─── Passage provided
Gleason Leonard Archer Jr. (May 22, 1916 – April 27, 2004) was a biblical scholar, theologian, educator and author.

Early life
Gleason Archer was born in Norwell, Massachusetts in 1916 and became a Christian at a young age through the influence of his mother, Elizabeth Archer. His maternal grandfather was a pastor. Archer's father was Gleason Archer Sr., the founder of Suffolk Law School in Boston. Archer grew up in Boston and spent summers in Norwell. He graduated from Boston Latin School and in 1938 he graduated from Harvard University with a BA (summa cum laude in Classics). He received an LL.B. from Suffolk Law School in Boston in 1939, the same year he was admitted to the Massachusetts bar. In 1940 he received a master's degree from Harvard and in 1944 he was awarded a PhD at Harvard University in Classics. Finally he received his Bachelor of Divinity from Princeton Theological Seminary in 1945.

Career
Archer served as an assistant pastor of Park Street Church in Boston from 1945 to 1948. He then became a Professor of Biblical Languages at Fuller Theological Seminary in Pasadena, California from 1948 to 1965. From 1965 to 1986 he served as a Professor of Old Testament and Semitics at Trinity Evangelical Divinity School, Deerfield, Illinois. He became an emeritus faculty member in 1989. The remainder of his life was spent researching, writing, and lecturing.
──────
From the Gleason Archer biography, list every academic degree he received, with the year each was awarded. Rely only on the Gleason Archer biography above for this.
─── Supplied records
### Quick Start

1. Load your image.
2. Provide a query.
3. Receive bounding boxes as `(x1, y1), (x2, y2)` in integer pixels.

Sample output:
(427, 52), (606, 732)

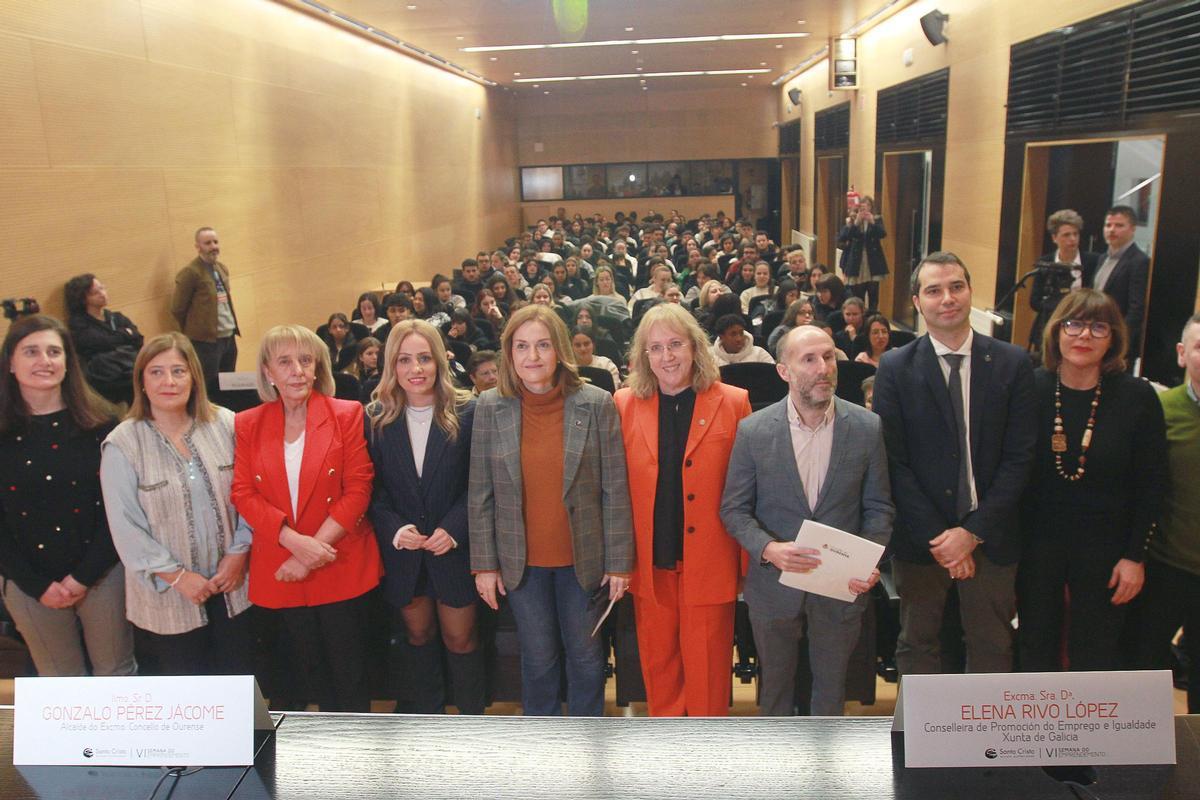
──────
* **Finished answer**
- BA, Harvard University, 1938
- LL.B., Suffolk Law School, 1939
- Master's degree, Harvard, 1940
- PhD in Classics, Harvard University, 1944
- Bachelor of Divinity, Princeton Theological Seminary, 1945